Required actions >>
1. Transcribe everything in the air pollution simulation text from "We decide to" down to "hypothesis is true.".
2. In the air pollution simulation text, about what share of the simulated experiments yielded statistically significant results purely by chance?
3. List every distinct value in the air pollution simulation text that is written with a percent sign.

Text provided >>
We decide to investigate the potential impact of air pollution on disease prevalence in 200 various locations. We want to assess whether there is a significant difference in disease rates between groups exposed to air pollution and the average for the whole population.

We want to know how hypothesis testing works, when we perform it simultaneously or in quick succession on many tests.

We therefore decide to simulate the scenario where we conduct 200 tests, each with a 5% chance (alpha = 0.05) of producing a significant result (i.e., a p-value less than 0.05) even when the null hypothesis is true.

Our null hypothesis in each location is that there is no real difference in disease rates between the groups exposed to air pollution and the average for the whole population.

Figure_2: A Scenario where 100 individuals get tested for a disease. The disease prevalence is 0.04. The experiment is repeated 200 times
Figure_2: A Scenario where 100 individuals get tested for a disease. The disease prevalence is 0.04. The experiment is repeated 200 times

To do this, we write a program in R, which simulates study results when the prevalence in the test group is 4% (null hypothesis is true). We run these experiments to see what would happen if we kept doing tests even when there was not actually any difference.

We are interested in determining if the observed proportion significantly deviates from the expected proportion (0.4) in either direction (either higher or lower). As this is a two-tailed binomial test, we needed to adjust the bounds for what is considered “significant” based on the significance level of 0.05. We are interested in the extreme tails of the distribution that contain 2.5% of the data on each side.

We therefore use qbinom() function in this simulation to calculate the quantiles of the binomial distribution corresponding to the 2.5th and 97.5th percentiles. This gives us the bounds that would contain 95% of the data under the null hypothesis. We then classify a group as “significant” if the observed number of patients falls below the 2.5th percentile or above the 97.5th percentile of the binomial distribution.

In the resulting histogram, we find that even in a world where there was no true difference in disease prevalence, about 5% of our simulated experiments yielded statistically significant results purely by chance (the red bars).

Dataset entries >>

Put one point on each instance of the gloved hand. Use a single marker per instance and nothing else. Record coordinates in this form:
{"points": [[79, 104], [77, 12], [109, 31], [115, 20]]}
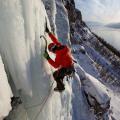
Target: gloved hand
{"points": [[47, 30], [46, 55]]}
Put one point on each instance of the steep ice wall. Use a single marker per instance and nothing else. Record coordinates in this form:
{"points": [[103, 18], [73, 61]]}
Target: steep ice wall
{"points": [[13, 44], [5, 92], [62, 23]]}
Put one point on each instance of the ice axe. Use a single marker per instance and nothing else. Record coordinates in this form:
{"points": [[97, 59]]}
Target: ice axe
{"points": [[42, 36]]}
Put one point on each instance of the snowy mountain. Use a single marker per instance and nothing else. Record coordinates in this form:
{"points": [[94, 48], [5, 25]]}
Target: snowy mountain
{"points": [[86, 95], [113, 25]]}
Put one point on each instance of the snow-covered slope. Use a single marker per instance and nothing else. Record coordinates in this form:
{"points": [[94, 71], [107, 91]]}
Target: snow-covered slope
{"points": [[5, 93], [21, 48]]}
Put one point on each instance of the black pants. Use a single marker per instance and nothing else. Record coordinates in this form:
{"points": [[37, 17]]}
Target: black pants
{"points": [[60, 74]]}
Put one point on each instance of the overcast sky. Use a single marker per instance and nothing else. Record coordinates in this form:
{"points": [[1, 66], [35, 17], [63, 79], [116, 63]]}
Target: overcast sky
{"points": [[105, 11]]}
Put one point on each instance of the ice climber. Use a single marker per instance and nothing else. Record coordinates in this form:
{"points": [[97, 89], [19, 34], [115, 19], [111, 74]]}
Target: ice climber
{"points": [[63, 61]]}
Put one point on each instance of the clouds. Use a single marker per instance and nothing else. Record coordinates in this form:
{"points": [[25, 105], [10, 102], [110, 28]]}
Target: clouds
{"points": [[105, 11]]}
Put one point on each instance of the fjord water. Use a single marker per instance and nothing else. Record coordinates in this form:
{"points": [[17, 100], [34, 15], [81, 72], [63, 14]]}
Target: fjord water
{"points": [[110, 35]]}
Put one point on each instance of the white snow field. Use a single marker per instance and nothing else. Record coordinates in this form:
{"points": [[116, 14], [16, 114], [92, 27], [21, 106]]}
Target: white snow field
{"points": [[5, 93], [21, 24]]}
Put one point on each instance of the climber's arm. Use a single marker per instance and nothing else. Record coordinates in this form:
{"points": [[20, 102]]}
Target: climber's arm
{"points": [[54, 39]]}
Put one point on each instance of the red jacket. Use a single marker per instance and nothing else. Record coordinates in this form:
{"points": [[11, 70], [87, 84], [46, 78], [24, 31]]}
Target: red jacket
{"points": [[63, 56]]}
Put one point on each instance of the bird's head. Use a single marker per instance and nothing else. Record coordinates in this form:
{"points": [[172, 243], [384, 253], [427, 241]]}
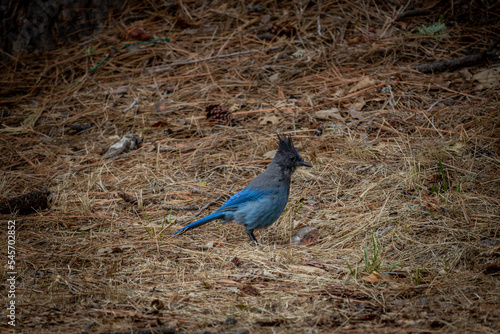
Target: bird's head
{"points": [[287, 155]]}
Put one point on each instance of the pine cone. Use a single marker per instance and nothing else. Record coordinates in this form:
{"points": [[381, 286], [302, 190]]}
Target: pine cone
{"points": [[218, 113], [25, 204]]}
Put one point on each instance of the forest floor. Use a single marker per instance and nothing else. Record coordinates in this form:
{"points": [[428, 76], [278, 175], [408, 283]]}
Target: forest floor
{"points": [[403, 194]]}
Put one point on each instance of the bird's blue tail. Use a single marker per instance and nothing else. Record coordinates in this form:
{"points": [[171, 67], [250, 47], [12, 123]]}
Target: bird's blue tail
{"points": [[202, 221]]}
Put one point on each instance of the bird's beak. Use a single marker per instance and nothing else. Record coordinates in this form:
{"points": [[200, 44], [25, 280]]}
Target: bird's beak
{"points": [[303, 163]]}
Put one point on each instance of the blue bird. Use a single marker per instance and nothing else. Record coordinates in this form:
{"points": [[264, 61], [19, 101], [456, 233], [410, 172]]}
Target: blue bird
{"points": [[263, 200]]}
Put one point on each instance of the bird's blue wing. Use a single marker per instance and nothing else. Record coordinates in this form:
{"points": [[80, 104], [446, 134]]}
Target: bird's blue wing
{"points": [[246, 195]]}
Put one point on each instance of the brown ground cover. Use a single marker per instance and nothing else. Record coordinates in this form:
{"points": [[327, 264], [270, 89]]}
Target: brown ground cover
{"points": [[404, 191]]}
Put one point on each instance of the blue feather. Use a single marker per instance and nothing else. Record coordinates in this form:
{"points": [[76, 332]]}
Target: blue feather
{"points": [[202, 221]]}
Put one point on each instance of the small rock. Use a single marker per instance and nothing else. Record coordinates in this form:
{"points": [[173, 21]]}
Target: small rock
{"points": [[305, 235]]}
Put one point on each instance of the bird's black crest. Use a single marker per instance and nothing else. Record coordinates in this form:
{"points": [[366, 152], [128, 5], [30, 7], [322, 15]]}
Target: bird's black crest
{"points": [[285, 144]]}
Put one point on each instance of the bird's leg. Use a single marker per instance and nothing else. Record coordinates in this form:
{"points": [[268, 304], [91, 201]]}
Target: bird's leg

==

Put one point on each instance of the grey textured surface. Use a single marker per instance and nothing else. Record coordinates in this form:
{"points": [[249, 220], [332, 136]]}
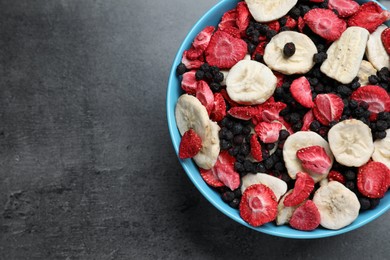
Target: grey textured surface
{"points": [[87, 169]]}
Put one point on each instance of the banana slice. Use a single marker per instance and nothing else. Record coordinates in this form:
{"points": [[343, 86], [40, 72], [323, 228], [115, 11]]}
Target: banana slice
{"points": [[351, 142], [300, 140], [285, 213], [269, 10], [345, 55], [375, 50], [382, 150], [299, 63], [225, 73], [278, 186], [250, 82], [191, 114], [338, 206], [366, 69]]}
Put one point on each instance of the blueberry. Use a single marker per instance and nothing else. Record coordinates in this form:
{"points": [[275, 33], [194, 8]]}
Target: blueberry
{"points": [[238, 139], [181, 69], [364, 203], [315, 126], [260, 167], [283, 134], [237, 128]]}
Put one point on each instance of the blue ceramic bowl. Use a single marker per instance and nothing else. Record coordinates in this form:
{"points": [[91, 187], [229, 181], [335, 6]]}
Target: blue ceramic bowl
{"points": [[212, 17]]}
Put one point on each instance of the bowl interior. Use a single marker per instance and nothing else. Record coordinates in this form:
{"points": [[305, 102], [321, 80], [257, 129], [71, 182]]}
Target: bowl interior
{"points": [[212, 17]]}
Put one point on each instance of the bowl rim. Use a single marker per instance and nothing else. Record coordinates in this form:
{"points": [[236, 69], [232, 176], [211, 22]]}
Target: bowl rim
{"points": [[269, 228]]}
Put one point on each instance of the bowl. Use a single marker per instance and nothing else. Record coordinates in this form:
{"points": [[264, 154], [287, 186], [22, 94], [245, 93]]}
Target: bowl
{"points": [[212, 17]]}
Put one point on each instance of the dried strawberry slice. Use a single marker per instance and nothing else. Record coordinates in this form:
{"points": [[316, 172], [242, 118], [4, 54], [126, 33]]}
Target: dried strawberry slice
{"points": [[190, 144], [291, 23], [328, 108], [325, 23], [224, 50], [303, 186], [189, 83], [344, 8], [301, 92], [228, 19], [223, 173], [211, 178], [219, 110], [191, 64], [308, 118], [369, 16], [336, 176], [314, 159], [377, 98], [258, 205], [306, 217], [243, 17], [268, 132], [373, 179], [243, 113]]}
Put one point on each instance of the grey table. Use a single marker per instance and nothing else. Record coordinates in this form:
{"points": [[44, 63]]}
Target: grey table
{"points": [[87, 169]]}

* * *

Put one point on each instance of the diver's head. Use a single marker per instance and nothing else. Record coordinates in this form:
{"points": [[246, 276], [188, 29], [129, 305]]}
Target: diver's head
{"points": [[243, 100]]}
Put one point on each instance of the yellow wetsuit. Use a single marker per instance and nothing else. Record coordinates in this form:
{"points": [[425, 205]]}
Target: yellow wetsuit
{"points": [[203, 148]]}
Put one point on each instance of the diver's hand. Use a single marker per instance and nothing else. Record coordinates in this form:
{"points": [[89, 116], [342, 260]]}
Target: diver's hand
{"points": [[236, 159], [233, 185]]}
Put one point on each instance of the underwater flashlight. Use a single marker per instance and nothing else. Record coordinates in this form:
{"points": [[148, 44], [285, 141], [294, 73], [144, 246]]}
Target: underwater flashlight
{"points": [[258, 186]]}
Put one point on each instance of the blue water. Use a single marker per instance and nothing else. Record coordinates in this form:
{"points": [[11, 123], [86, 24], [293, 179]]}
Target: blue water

Answers for the exercise >>
1.
We decide to investigate the potential impact of air pollution on disease prevalence in 200 various locations. We want to assess whether there is a significant difference in disease rates between groups exposed to air pollution and the average for the whole population.

We want to know how hypothesis testing works, when we perform it simultaneously or in quick succession on many tests.

We therefore decide to simulate the scenario where we conduct 200 tests, each with a 5% chance (alpha = 0.05) of producing a significant result (i.e., a p-value less than 0.05) even when the null hypothesis is true.

2. About 5%

3.
5%
4%
2.5%
95%